◆ **What is being asked**
From the data below, repeat everything exactly except the images.

*** Record extracts ***

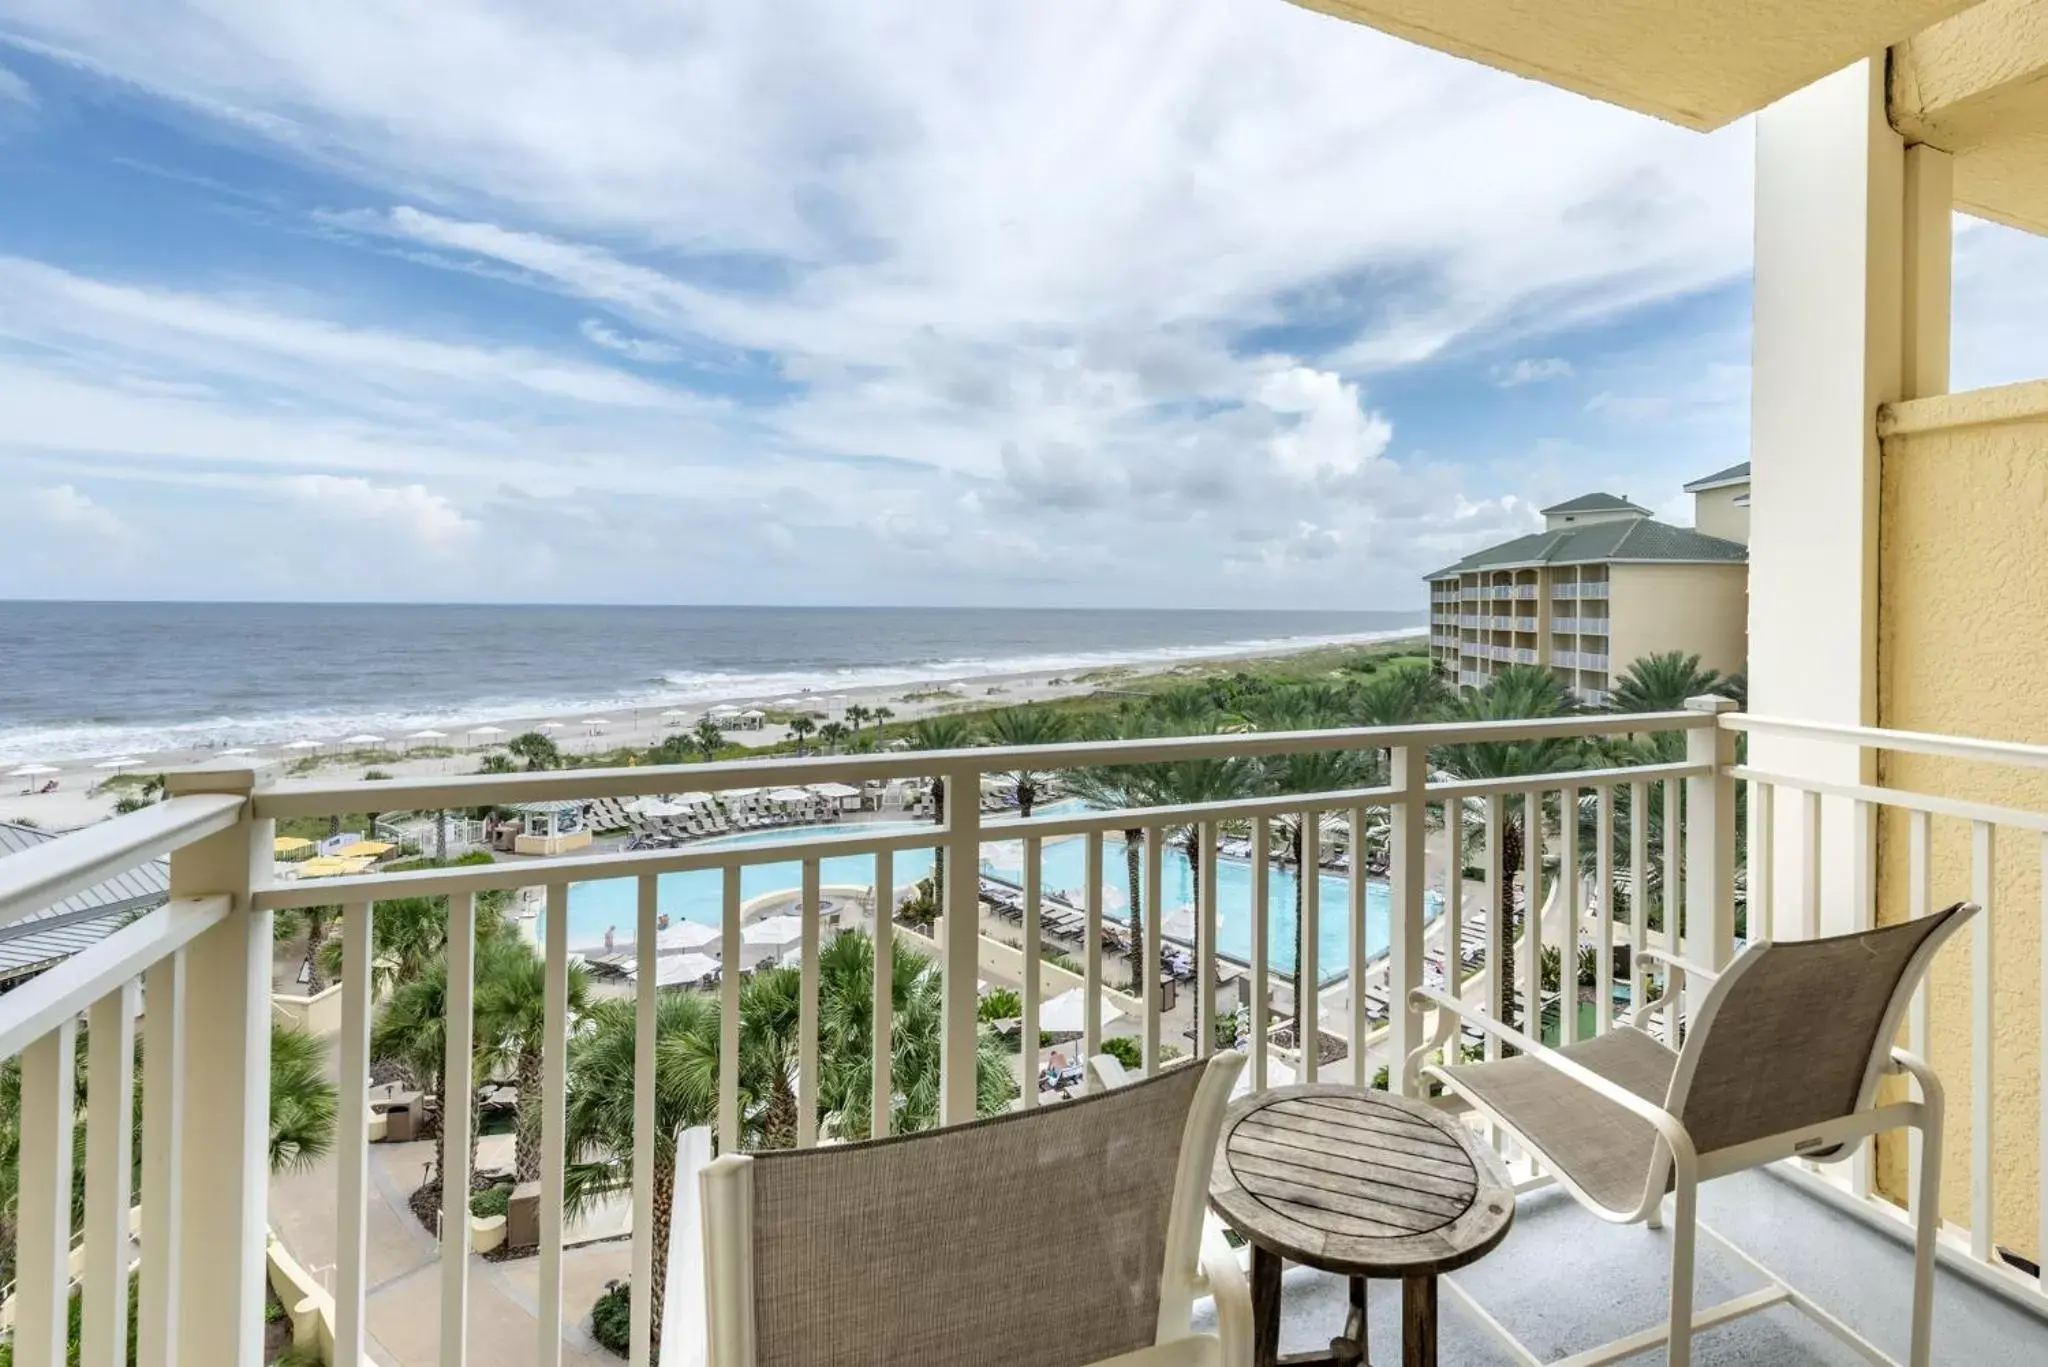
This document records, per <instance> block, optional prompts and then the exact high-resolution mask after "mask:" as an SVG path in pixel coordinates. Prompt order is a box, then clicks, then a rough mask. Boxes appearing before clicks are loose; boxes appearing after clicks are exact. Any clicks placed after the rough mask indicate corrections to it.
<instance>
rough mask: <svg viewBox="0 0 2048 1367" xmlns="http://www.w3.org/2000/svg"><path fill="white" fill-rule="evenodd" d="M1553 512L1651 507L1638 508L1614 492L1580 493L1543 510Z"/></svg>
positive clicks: (1635, 504) (1583, 510) (1626, 509)
mask: <svg viewBox="0 0 2048 1367" xmlns="http://www.w3.org/2000/svg"><path fill="white" fill-rule="evenodd" d="M1552 512H1649V508H1638V506H1636V504H1632V502H1628V500H1626V498H1616V496H1614V494H1579V496H1577V498H1567V500H1565V502H1561V504H1550V506H1548V508H1544V510H1542V514H1544V516H1550V514H1552Z"/></svg>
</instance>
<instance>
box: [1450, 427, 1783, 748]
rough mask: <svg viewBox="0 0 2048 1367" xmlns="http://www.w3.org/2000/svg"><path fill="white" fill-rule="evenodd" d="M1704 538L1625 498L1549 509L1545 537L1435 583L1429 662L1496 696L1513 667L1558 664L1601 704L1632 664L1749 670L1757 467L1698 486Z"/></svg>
mask: <svg viewBox="0 0 2048 1367" xmlns="http://www.w3.org/2000/svg"><path fill="white" fill-rule="evenodd" d="M1686 492H1688V494H1692V496H1694V527H1671V525H1669V523H1659V521H1657V519H1653V516H1651V510H1649V508H1642V506H1638V504H1632V502H1628V500H1626V498H1616V496H1614V494H1585V496H1581V498H1571V500H1567V502H1561V504H1552V506H1548V508H1544V510H1542V519H1544V529H1542V531H1538V533H1530V535H1526V537H1516V539H1513V541H1501V543H1499V545H1489V547H1487V549H1483V551H1473V553H1470V555H1466V557H1464V560H1460V562H1458V564H1454V566H1446V568H1442V570H1438V572H1436V574H1432V576H1427V580H1430V660H1432V662H1434V666H1436V670H1438V674H1440V676H1442V678H1446V680H1448V682H1452V685H1458V687H1473V689H1483V687H1485V685H1487V680H1489V678H1493V676H1495V674H1499V672H1501V670H1503V668H1507V666H1509V664H1542V666H1548V668H1550V670H1552V672H1554V674H1556V676H1559V678H1561V680H1563V682H1565V685H1567V687H1569V689H1571V691H1573V695H1577V697H1579V701H1583V703H1585V705H1589V707H1602V705H1606V703H1608V701H1610V697H1612V691H1614V689H1612V680H1614V676H1616V674H1622V672H1624V670H1626V668H1628V662H1630V660H1640V658H1642V656H1653V654H1663V652H1669V650H1679V652H1686V654H1696V656H1700V664H1704V666H1706V668H1712V670H1718V672H1722V674H1739V672H1743V670H1745V668H1747V654H1749V652H1747V639H1749V625H1747V619H1749V547H1747V541H1749V465H1747V463H1743V465H1731V467H1729V469H1720V471H1714V473H1712V475H1706V478H1704V480H1694V482H1692V484H1688V486H1686Z"/></svg>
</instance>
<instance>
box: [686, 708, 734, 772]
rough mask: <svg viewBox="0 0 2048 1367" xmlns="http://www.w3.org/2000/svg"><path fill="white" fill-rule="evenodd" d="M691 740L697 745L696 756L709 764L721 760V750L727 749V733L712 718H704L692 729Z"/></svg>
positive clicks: (700, 720)
mask: <svg viewBox="0 0 2048 1367" xmlns="http://www.w3.org/2000/svg"><path fill="white" fill-rule="evenodd" d="M690 740H692V742H694V744H696V754H698V756H700V758H702V760H705V762H707V764H709V762H711V760H715V758H719V750H723V748H725V732H721V730H719V723H717V721H713V719H711V717H702V719H700V721H698V723H696V726H694V728H690Z"/></svg>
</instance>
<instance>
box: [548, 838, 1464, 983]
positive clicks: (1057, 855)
mask: <svg viewBox="0 0 2048 1367" xmlns="http://www.w3.org/2000/svg"><path fill="white" fill-rule="evenodd" d="M915 826H928V828H932V830H934V834H936V832H938V826H932V824H930V822H918V824H915ZM907 828H913V824H903V822H897V824H874V822H860V824H844V826H805V828H801V836H805V838H809V836H842V834H883V832H891V830H907ZM797 834H799V832H793V830H756V832H745V834H739V836H723V838H719V840H707V842H702V844H694V846H692V848H739V846H750V844H774V842H780V840H791V838H795V836H797ZM1022 859H1024V844H1022V840H1004V842H991V844H987V846H983V861H981V871H983V873H989V875H993V877H1001V879H1010V881H1022V877H1024V869H1022ZM1085 867H1087V844H1085V840H1081V838H1079V836H1071V838H1059V840H1047V842H1044V844H1042V846H1040V865H1038V877H1040V885H1042V887H1044V892H1047V894H1059V896H1065V898H1067V900H1069V902H1073V904H1075V906H1081V889H1083V885H1085V883H1087V873H1085ZM893 873H895V881H897V883H899V885H901V883H913V881H918V879H922V877H926V875H930V873H932V851H897V853H895V869H893ZM801 881H803V865H801V863H797V861H791V863H776V865H748V867H743V869H741V871H739V898H741V902H750V900H754V898H760V896H766V894H772V892H788V889H793V887H799V885H801ZM819 883H823V885H827V887H829V885H834V883H838V885H852V887H872V885H874V857H872V855H840V857H834V859H821V861H819ZM1266 885H1268V898H1270V914H1272V928H1270V935H1268V959H1266V961H1268V965H1270V967H1272V969H1274V971H1280V974H1292V971H1294V871H1292V869H1268V875H1266ZM1102 887H1104V896H1102V916H1104V920H1116V922H1126V920H1128V912H1126V902H1128V873H1126V869H1124V842H1122V838H1120V836H1116V834H1106V836H1104V840H1102ZM1159 892H1161V900H1159V904H1161V908H1163V910H1165V914H1167V916H1169V918H1171V916H1174V910H1176V908H1184V906H1188V904H1190V902H1192V900H1194V871H1192V869H1190V867H1188V859H1186V855H1182V853H1180V851H1178V848H1171V846H1169V848H1165V851H1161V889H1159ZM657 896H659V908H662V912H666V914H668V916H676V918H684V920H694V922H698V924H707V926H717V924H719V920H721V916H723V908H725V873H723V871H719V869H702V871H688V873H664V875H662V877H659V892H657ZM1141 896H1143V861H1141ZM637 898H639V894H637V885H635V879H606V881H602V883H573V885H571V887H569V943H573V945H594V943H598V941H602V939H604V930H606V928H612V930H616V935H618V937H621V939H629V937H631V935H633V924H635V908H637ZM1141 906H1143V904H1141ZM1350 906H1352V879H1350V875H1348V873H1327V871H1325V873H1321V877H1317V908H1319V916H1321V920H1319V930H1321V935H1319V939H1317V967H1319V976H1321V978H1323V980H1329V978H1335V976H1339V974H1343V971H1346V967H1348V963H1350V951H1352V935H1350ZM1389 906H1391V898H1389V889H1386V883H1380V881H1372V879H1368V881H1366V955H1368V957H1370V955H1376V953H1382V951H1384V949H1386V924H1389ZM1436 910H1438V904H1436V896H1434V894H1432V904H1430V912H1432V914H1436ZM1217 949H1219V951H1221V953H1223V955H1225V957H1229V959H1237V961H1239V963H1249V961H1251V863H1249V861H1245V859H1219V861H1217Z"/></svg>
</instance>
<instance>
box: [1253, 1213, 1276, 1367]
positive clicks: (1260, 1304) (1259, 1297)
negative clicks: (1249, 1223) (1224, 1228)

***

◆ **Task output**
This document records, per <instance> block, optional prompts and then the exact high-resolution mask after "mask:" as an SVG path in pixel coordinates. Prompt order is a box, then clicks, then a rough mask. Boxes appearing before clicks are loose; boxes appearing after clicks are exact. Any clicks placed after the rough mask indicate corrections to it.
<instance>
rough mask: <svg viewBox="0 0 2048 1367" xmlns="http://www.w3.org/2000/svg"><path fill="white" fill-rule="evenodd" d="M1553 512L1651 507L1638 508L1614 492L1580 493L1543 510Z"/></svg>
positive clicks: (1635, 504) (1583, 510) (1626, 509)
mask: <svg viewBox="0 0 2048 1367" xmlns="http://www.w3.org/2000/svg"><path fill="white" fill-rule="evenodd" d="M1552 512H1649V508H1638V506H1636V504H1632V502H1628V500H1626V498H1616V496H1614V494H1579V496H1577V498H1567V500H1565V502H1561V504H1550V506H1548V508H1544V510H1542V514H1544V516H1550V514H1552Z"/></svg>
</instance>
<instance>
box: [1450, 427, 1783, 748]
rough mask: <svg viewBox="0 0 2048 1367" xmlns="http://www.w3.org/2000/svg"><path fill="white" fill-rule="evenodd" d="M1704 538L1625 498L1549 509L1545 537L1435 583L1429 662L1496 696L1513 667L1558 664L1601 704L1632 664L1749 670L1757 467L1698 486Z"/></svg>
mask: <svg viewBox="0 0 2048 1367" xmlns="http://www.w3.org/2000/svg"><path fill="white" fill-rule="evenodd" d="M1686 492H1688V494H1692V496H1694V527H1671V525H1669V523H1659V521H1657V519H1653V516H1651V510H1649V508H1642V506H1638V504H1632V502H1628V500H1626V498H1616V496H1614V494H1585V496H1581V498H1571V500H1567V502H1561V504H1552V506H1548V508H1544V510H1542V519H1544V529H1542V531H1538V533H1530V535H1526V537H1516V539H1513V541H1501V543H1499V545H1489V547H1487V549H1483V551H1473V553H1470V555H1466V557H1464V560H1460V562H1458V564H1454V566H1446V568H1442V570H1438V572H1436V574H1432V576H1427V580H1430V660H1432V662H1434V666H1436V670H1438V674H1440V676H1442V678H1446V680H1448V682H1452V685H1458V687H1473V689H1483V687H1485V685H1487V680H1489V678H1493V676H1495V674H1499V672H1501V670H1503V668H1507V666H1509V664H1542V666H1548V668H1550V670H1552V672H1554V674H1556V676H1559V678H1561V680H1563V682H1565V685H1567V687H1569V689H1571V691H1573V695H1577V697H1579V701H1583V703H1585V705H1589V707H1602V705H1606V703H1608V701H1610V697H1612V691H1614V689H1612V680H1614V676H1616V674H1622V672H1624V670H1626V668H1628V662H1630V660H1640V658H1642V656H1653V654H1663V652H1669V650H1679V652H1686V654H1696V656H1700V664H1704V666H1706V668H1712V670H1718V672H1722V674H1739V672H1743V670H1745V668H1747V654H1749V652H1747V639H1749V625H1747V619H1749V547H1747V541H1749V465H1747V463H1743V465H1731V467H1729V469H1720V471H1714V473H1712V475H1706V478H1704V480H1694V482H1692V484H1688V486H1686Z"/></svg>
</instance>
<instance>
box: [686, 708, 734, 772]
rough mask: <svg viewBox="0 0 2048 1367" xmlns="http://www.w3.org/2000/svg"><path fill="white" fill-rule="evenodd" d="M691 740L697 745L696 756L709 764L721 760V750L727 749V733L712 718H704L692 729Z"/></svg>
positive clicks: (700, 720)
mask: <svg viewBox="0 0 2048 1367" xmlns="http://www.w3.org/2000/svg"><path fill="white" fill-rule="evenodd" d="M690 740H692V742H694V744H696V754H698V756H700V758H702V760H705V762H707V764H709V762H711V760H715V758H719V750H723V748H725V732H721V730H719V723H717V721H713V719H711V717H702V719H700V721H698V723H696V726H694V728H690Z"/></svg>
</instance>
<instance>
box: [548, 838, 1464, 983]
positive clicks: (1057, 855)
mask: <svg viewBox="0 0 2048 1367" xmlns="http://www.w3.org/2000/svg"><path fill="white" fill-rule="evenodd" d="M915 826H928V828H932V830H934V834H936V832H938V826H932V824H930V822H918V824H915ZM907 828H913V824H903V822H897V824H874V822H860V824H844V826H805V828H801V836H805V838H809V836H842V834H883V832H891V830H907ZM797 834H799V832H793V830H756V832H745V834H739V836H723V838H719V840H707V842H702V844H694V846H692V848H739V846H750V844H774V842H780V840H791V838H795V836H797ZM1022 859H1024V844H1022V840H1004V842H991V844H987V846H983V861H981V871H983V873H989V875H993V877H1001V879H1010V881H1022V877H1024V869H1022ZM1085 867H1087V844H1085V840H1081V838H1079V836H1071V838H1059V840H1047V842H1044V844H1042V846H1040V865H1038V877H1040V885H1042V887H1044V892H1047V894H1059V896H1065V898H1067V900H1069V902H1073V904H1075V906H1081V889H1083V885H1085V883H1087V873H1085ZM893 873H895V881H897V883H899V885H901V883H913V881H918V879H922V877H926V875H930V873H932V851H897V853H895V869H893ZM801 881H803V865H801V863H797V861H791V863H776V865H748V867H743V869H741V871H739V898H741V902H750V900H754V898H760V896H766V894H772V892H788V889H793V887H799V885H801ZM819 883H823V885H827V887H829V885H834V883H838V885H852V887H872V885H874V857H872V855H840V857H834V859H821V861H819ZM1266 885H1268V898H1270V914H1272V928H1270V935H1268V959H1266V961H1268V965H1270V967H1272V969H1274V971H1280V974H1292V971H1294V871H1292V869H1268V875H1266ZM1102 887H1104V896H1102V916H1104V920H1116V922H1126V920H1128V912H1126V902H1128V873H1126V869H1124V842H1122V838H1120V836H1116V834H1106V836H1104V840H1102ZM1159 892H1161V900H1159V904H1161V908H1163V910H1165V914H1167V916H1169V918H1171V916H1174V910H1176V908H1184V906H1188V904H1190V902H1192V900H1194V871H1192V869H1190V867H1188V859H1186V855H1182V853H1180V851H1178V848H1171V846H1169V848H1165V851H1161V889H1159ZM657 896H659V908H662V912H666V914H668V916H676V918H684V920H694V922H698V924H707V926H717V924H719V920H721V916H723V908H725V873H723V871H719V869H702V871H688V873H664V875H662V877H659V892H657ZM1141 896H1143V861H1141ZM637 898H639V894H637V885H635V879H606V881H602V883H573V885H571V887H569V943H573V945H594V943H598V941H602V939H604V930H606V928H612V930H616V935H618V937H621V939H629V937H631V935H633V924H635V908H637ZM1141 906H1143V904H1141ZM1350 906H1352V879H1350V875H1348V873H1327V871H1325V873H1321V877H1317V908H1319V916H1321V920H1319V930H1321V935H1319V939H1317V967H1319V976H1321V978H1323V980H1329V978H1335V976H1339V974H1343V971H1346V967H1348V963H1350V951H1352V935H1350ZM1389 906H1391V898H1389V889H1386V883H1380V881H1372V879H1368V881H1366V955H1368V957H1370V955H1376V953H1382V951H1384V949H1386V924H1389ZM1436 910H1438V904H1436V896H1434V894H1432V904H1430V912H1432V914H1436ZM1217 949H1219V951H1221V953H1223V955H1225V957H1229V959H1237V961H1239V963H1249V961H1251V863H1249V861H1245V859H1219V861H1217Z"/></svg>
</instance>
<instance>
box: [1253, 1213, 1276, 1367]
positive clicks: (1260, 1304) (1259, 1297)
negative clicks: (1249, 1223) (1224, 1228)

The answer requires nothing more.